### WORK REQUIRED
Show every line from the items below that contains the string "tower", copying each line in full. Case counts, so only matches with the same capitalization qualify.

### INPUT DATA
## Start

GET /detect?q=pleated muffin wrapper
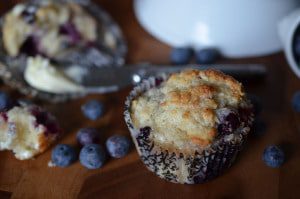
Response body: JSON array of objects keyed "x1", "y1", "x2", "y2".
[{"x1": 124, "y1": 74, "x2": 253, "y2": 184}]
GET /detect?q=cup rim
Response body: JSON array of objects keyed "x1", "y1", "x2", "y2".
[{"x1": 284, "y1": 15, "x2": 300, "y2": 78}]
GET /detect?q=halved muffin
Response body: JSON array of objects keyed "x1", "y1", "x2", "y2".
[
  {"x1": 3, "y1": 0, "x2": 97, "y2": 58},
  {"x1": 125, "y1": 70, "x2": 253, "y2": 184},
  {"x1": 0, "y1": 105, "x2": 62, "y2": 160}
]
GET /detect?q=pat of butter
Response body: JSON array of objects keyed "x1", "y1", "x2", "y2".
[{"x1": 24, "y1": 56, "x2": 84, "y2": 93}]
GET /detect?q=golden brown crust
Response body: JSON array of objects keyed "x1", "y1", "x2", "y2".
[{"x1": 132, "y1": 70, "x2": 244, "y2": 150}]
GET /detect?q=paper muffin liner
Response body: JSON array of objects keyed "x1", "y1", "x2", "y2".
[{"x1": 124, "y1": 75, "x2": 253, "y2": 184}]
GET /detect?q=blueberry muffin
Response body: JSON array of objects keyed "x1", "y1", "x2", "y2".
[
  {"x1": 0, "y1": 105, "x2": 62, "y2": 160},
  {"x1": 3, "y1": 0, "x2": 97, "y2": 58},
  {"x1": 124, "y1": 70, "x2": 254, "y2": 184}
]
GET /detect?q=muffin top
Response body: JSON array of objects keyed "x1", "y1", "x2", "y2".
[{"x1": 131, "y1": 70, "x2": 251, "y2": 151}]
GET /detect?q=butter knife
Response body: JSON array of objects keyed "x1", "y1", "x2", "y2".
[{"x1": 63, "y1": 64, "x2": 267, "y2": 93}]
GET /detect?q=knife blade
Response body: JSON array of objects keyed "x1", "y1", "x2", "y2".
[{"x1": 63, "y1": 64, "x2": 267, "y2": 93}]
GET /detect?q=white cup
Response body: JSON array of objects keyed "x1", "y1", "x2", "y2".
[
  {"x1": 278, "y1": 9, "x2": 300, "y2": 78},
  {"x1": 134, "y1": 0, "x2": 300, "y2": 58}
]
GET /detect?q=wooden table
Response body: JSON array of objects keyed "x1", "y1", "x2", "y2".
[{"x1": 0, "y1": 0, "x2": 300, "y2": 199}]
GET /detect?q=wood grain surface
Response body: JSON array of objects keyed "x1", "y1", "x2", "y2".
[{"x1": 0, "y1": 0, "x2": 300, "y2": 199}]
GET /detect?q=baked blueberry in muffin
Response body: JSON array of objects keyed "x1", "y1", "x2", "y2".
[
  {"x1": 0, "y1": 105, "x2": 62, "y2": 160},
  {"x1": 3, "y1": 0, "x2": 97, "y2": 58},
  {"x1": 125, "y1": 70, "x2": 253, "y2": 184}
]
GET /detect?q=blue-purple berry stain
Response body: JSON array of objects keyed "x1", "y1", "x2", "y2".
[{"x1": 106, "y1": 135, "x2": 130, "y2": 158}]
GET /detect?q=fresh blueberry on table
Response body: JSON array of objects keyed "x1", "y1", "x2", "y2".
[
  {"x1": 106, "y1": 135, "x2": 130, "y2": 158},
  {"x1": 81, "y1": 100, "x2": 104, "y2": 120},
  {"x1": 0, "y1": 91, "x2": 12, "y2": 111},
  {"x1": 170, "y1": 47, "x2": 193, "y2": 64},
  {"x1": 52, "y1": 144, "x2": 77, "y2": 167},
  {"x1": 292, "y1": 91, "x2": 300, "y2": 112},
  {"x1": 195, "y1": 48, "x2": 220, "y2": 64},
  {"x1": 77, "y1": 128, "x2": 99, "y2": 145},
  {"x1": 79, "y1": 144, "x2": 106, "y2": 169},
  {"x1": 263, "y1": 145, "x2": 285, "y2": 168}
]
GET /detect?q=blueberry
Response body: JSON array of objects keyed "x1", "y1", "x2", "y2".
[
  {"x1": 263, "y1": 145, "x2": 285, "y2": 168},
  {"x1": 140, "y1": 126, "x2": 152, "y2": 137},
  {"x1": 77, "y1": 128, "x2": 99, "y2": 145},
  {"x1": 170, "y1": 47, "x2": 193, "y2": 64},
  {"x1": 20, "y1": 36, "x2": 40, "y2": 56},
  {"x1": 59, "y1": 23, "x2": 81, "y2": 43},
  {"x1": 247, "y1": 94, "x2": 262, "y2": 115},
  {"x1": 217, "y1": 108, "x2": 240, "y2": 136},
  {"x1": 0, "y1": 91, "x2": 12, "y2": 111},
  {"x1": 292, "y1": 91, "x2": 300, "y2": 112},
  {"x1": 195, "y1": 48, "x2": 220, "y2": 64},
  {"x1": 106, "y1": 135, "x2": 130, "y2": 158},
  {"x1": 79, "y1": 144, "x2": 106, "y2": 169},
  {"x1": 21, "y1": 6, "x2": 37, "y2": 24},
  {"x1": 81, "y1": 100, "x2": 104, "y2": 120},
  {"x1": 52, "y1": 144, "x2": 77, "y2": 167}
]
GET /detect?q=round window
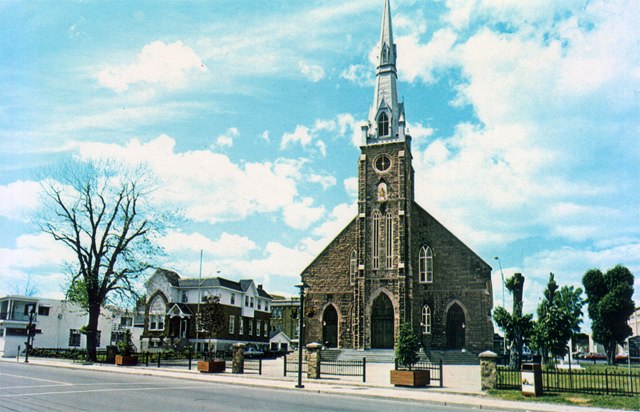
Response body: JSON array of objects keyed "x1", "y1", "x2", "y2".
[{"x1": 374, "y1": 155, "x2": 391, "y2": 172}]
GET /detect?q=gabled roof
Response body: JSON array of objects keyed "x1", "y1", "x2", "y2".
[
  {"x1": 413, "y1": 201, "x2": 492, "y2": 269},
  {"x1": 269, "y1": 330, "x2": 291, "y2": 342},
  {"x1": 167, "y1": 303, "x2": 193, "y2": 316},
  {"x1": 147, "y1": 268, "x2": 273, "y2": 299},
  {"x1": 178, "y1": 277, "x2": 244, "y2": 292}
]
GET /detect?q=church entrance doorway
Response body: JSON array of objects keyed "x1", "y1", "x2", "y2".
[
  {"x1": 322, "y1": 305, "x2": 338, "y2": 348},
  {"x1": 371, "y1": 293, "x2": 393, "y2": 349},
  {"x1": 447, "y1": 303, "x2": 465, "y2": 349}
]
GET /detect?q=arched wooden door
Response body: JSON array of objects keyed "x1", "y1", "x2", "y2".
[
  {"x1": 447, "y1": 303, "x2": 465, "y2": 349},
  {"x1": 322, "y1": 305, "x2": 338, "y2": 348},
  {"x1": 371, "y1": 293, "x2": 393, "y2": 349}
]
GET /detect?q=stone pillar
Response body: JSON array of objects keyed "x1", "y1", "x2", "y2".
[
  {"x1": 478, "y1": 350, "x2": 498, "y2": 391},
  {"x1": 231, "y1": 342, "x2": 245, "y2": 373},
  {"x1": 307, "y1": 342, "x2": 322, "y2": 379}
]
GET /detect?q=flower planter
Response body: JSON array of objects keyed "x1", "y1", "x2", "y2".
[
  {"x1": 391, "y1": 370, "x2": 431, "y2": 387},
  {"x1": 198, "y1": 360, "x2": 225, "y2": 373},
  {"x1": 116, "y1": 355, "x2": 138, "y2": 366}
]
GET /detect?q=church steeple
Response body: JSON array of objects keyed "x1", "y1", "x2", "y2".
[{"x1": 362, "y1": 0, "x2": 405, "y2": 145}]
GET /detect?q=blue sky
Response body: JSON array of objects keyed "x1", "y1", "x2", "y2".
[{"x1": 0, "y1": 0, "x2": 640, "y2": 328}]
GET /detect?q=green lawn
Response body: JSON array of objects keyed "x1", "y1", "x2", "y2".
[{"x1": 489, "y1": 389, "x2": 640, "y2": 411}]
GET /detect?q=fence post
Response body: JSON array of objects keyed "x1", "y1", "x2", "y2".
[
  {"x1": 362, "y1": 358, "x2": 367, "y2": 383},
  {"x1": 307, "y1": 342, "x2": 322, "y2": 379}
]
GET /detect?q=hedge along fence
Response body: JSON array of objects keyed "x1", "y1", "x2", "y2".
[{"x1": 496, "y1": 367, "x2": 640, "y2": 396}]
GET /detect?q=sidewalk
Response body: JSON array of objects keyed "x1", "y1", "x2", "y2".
[{"x1": 0, "y1": 357, "x2": 612, "y2": 412}]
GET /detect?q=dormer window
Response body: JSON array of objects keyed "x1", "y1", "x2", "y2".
[{"x1": 378, "y1": 112, "x2": 390, "y2": 137}]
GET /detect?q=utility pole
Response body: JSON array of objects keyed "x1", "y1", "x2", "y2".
[{"x1": 196, "y1": 249, "x2": 202, "y2": 356}]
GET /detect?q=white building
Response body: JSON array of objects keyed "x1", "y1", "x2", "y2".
[{"x1": 0, "y1": 295, "x2": 142, "y2": 357}]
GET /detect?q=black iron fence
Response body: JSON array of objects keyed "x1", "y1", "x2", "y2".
[
  {"x1": 319, "y1": 358, "x2": 367, "y2": 382},
  {"x1": 496, "y1": 367, "x2": 640, "y2": 396},
  {"x1": 395, "y1": 359, "x2": 444, "y2": 388},
  {"x1": 282, "y1": 355, "x2": 308, "y2": 376}
]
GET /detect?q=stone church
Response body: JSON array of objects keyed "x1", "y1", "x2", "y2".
[{"x1": 301, "y1": 0, "x2": 493, "y2": 353}]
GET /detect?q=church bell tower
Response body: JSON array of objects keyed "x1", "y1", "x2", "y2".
[{"x1": 353, "y1": 0, "x2": 414, "y2": 348}]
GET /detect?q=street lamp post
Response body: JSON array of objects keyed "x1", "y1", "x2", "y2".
[
  {"x1": 494, "y1": 256, "x2": 507, "y2": 355},
  {"x1": 24, "y1": 303, "x2": 36, "y2": 363},
  {"x1": 296, "y1": 282, "x2": 307, "y2": 389}
]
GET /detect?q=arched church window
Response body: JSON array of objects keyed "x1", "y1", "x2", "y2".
[
  {"x1": 377, "y1": 182, "x2": 388, "y2": 202},
  {"x1": 384, "y1": 210, "x2": 393, "y2": 269},
  {"x1": 418, "y1": 246, "x2": 433, "y2": 283},
  {"x1": 420, "y1": 305, "x2": 431, "y2": 335},
  {"x1": 373, "y1": 155, "x2": 391, "y2": 173},
  {"x1": 378, "y1": 112, "x2": 389, "y2": 137},
  {"x1": 371, "y1": 210, "x2": 381, "y2": 269},
  {"x1": 349, "y1": 249, "x2": 358, "y2": 285}
]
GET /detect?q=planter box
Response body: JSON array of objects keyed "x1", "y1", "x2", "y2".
[
  {"x1": 391, "y1": 370, "x2": 431, "y2": 387},
  {"x1": 198, "y1": 360, "x2": 225, "y2": 373},
  {"x1": 116, "y1": 355, "x2": 138, "y2": 366}
]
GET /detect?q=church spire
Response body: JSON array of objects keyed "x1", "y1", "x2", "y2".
[{"x1": 362, "y1": 0, "x2": 405, "y2": 145}]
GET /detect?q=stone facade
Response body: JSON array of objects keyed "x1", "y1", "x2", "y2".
[
  {"x1": 302, "y1": 2, "x2": 493, "y2": 353},
  {"x1": 141, "y1": 269, "x2": 272, "y2": 351}
]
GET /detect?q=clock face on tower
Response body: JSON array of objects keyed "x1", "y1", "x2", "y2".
[{"x1": 373, "y1": 155, "x2": 391, "y2": 173}]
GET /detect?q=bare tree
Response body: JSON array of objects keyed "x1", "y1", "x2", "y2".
[
  {"x1": 13, "y1": 273, "x2": 40, "y2": 296},
  {"x1": 39, "y1": 161, "x2": 166, "y2": 361}
]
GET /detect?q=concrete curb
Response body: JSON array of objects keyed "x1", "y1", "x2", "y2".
[{"x1": 0, "y1": 358, "x2": 614, "y2": 412}]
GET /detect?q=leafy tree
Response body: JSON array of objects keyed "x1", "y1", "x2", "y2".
[
  {"x1": 39, "y1": 162, "x2": 167, "y2": 361},
  {"x1": 582, "y1": 265, "x2": 635, "y2": 365},
  {"x1": 531, "y1": 273, "x2": 583, "y2": 363},
  {"x1": 200, "y1": 295, "x2": 225, "y2": 358},
  {"x1": 13, "y1": 273, "x2": 40, "y2": 296},
  {"x1": 396, "y1": 323, "x2": 420, "y2": 370},
  {"x1": 493, "y1": 273, "x2": 533, "y2": 369}
]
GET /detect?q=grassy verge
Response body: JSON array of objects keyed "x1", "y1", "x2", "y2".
[{"x1": 489, "y1": 390, "x2": 640, "y2": 411}]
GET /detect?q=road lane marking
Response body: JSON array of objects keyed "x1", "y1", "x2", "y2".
[
  {"x1": 0, "y1": 386, "x2": 206, "y2": 398},
  {"x1": 0, "y1": 372, "x2": 73, "y2": 385}
]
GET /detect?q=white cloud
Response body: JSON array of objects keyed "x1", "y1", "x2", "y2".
[
  {"x1": 298, "y1": 61, "x2": 325, "y2": 83},
  {"x1": 79, "y1": 135, "x2": 305, "y2": 223},
  {"x1": 0, "y1": 233, "x2": 75, "y2": 298},
  {"x1": 398, "y1": 1, "x2": 640, "y2": 251},
  {"x1": 158, "y1": 231, "x2": 257, "y2": 258},
  {"x1": 340, "y1": 64, "x2": 374, "y2": 87},
  {"x1": 342, "y1": 177, "x2": 358, "y2": 202},
  {"x1": 214, "y1": 127, "x2": 240, "y2": 147},
  {"x1": 280, "y1": 125, "x2": 312, "y2": 149},
  {"x1": 96, "y1": 41, "x2": 206, "y2": 93},
  {"x1": 0, "y1": 180, "x2": 41, "y2": 222},
  {"x1": 307, "y1": 174, "x2": 336, "y2": 190},
  {"x1": 284, "y1": 197, "x2": 325, "y2": 230}
]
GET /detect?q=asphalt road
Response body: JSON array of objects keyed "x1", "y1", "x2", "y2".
[{"x1": 0, "y1": 362, "x2": 496, "y2": 412}]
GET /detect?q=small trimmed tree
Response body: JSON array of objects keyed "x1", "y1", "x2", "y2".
[
  {"x1": 582, "y1": 265, "x2": 635, "y2": 365},
  {"x1": 493, "y1": 273, "x2": 533, "y2": 370},
  {"x1": 396, "y1": 323, "x2": 420, "y2": 370},
  {"x1": 116, "y1": 329, "x2": 135, "y2": 356}
]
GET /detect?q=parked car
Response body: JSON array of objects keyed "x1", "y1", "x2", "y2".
[
  {"x1": 244, "y1": 347, "x2": 264, "y2": 359},
  {"x1": 584, "y1": 352, "x2": 607, "y2": 360}
]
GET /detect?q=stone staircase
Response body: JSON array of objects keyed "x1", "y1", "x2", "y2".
[
  {"x1": 321, "y1": 349, "x2": 480, "y2": 365},
  {"x1": 429, "y1": 350, "x2": 480, "y2": 365}
]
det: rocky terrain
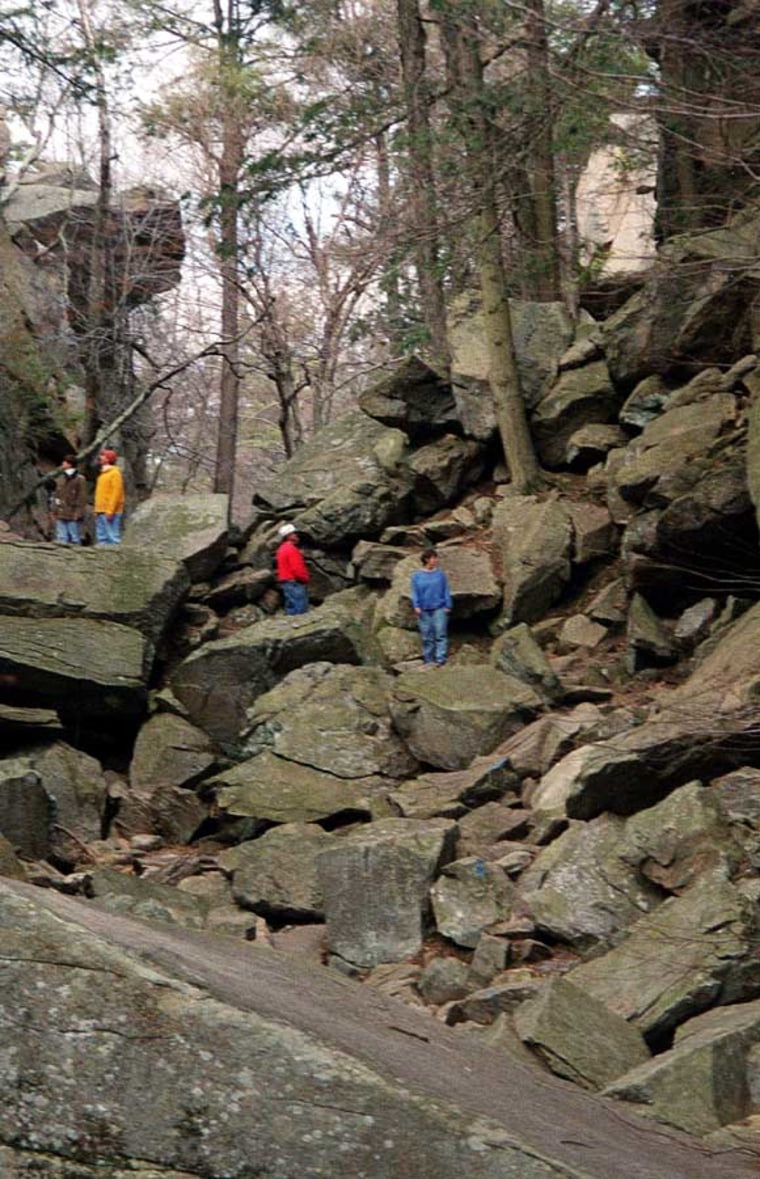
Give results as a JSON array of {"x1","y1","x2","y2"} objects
[{"x1": 0, "y1": 207, "x2": 760, "y2": 1179}]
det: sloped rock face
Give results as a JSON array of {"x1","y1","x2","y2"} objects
[
  {"x1": 571, "y1": 874, "x2": 760, "y2": 1041},
  {"x1": 359, "y1": 356, "x2": 461, "y2": 440},
  {"x1": 0, "y1": 172, "x2": 185, "y2": 525},
  {"x1": 607, "y1": 1001, "x2": 760, "y2": 1135},
  {"x1": 4, "y1": 166, "x2": 185, "y2": 304},
  {"x1": 0, "y1": 542, "x2": 190, "y2": 644},
  {"x1": 0, "y1": 882, "x2": 739, "y2": 1179},
  {"x1": 602, "y1": 207, "x2": 760, "y2": 389},
  {"x1": 255, "y1": 410, "x2": 408, "y2": 514}
]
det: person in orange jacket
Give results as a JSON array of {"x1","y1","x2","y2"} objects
[{"x1": 95, "y1": 450, "x2": 124, "y2": 545}]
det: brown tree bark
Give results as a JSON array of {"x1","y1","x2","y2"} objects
[
  {"x1": 441, "y1": 4, "x2": 542, "y2": 492},
  {"x1": 526, "y1": 0, "x2": 560, "y2": 302},
  {"x1": 397, "y1": 0, "x2": 451, "y2": 375},
  {"x1": 213, "y1": 0, "x2": 244, "y2": 508}
]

## End

### FINISHED TASK
GET /detect?q=church bell tower
GET /detect?q=clock face on tower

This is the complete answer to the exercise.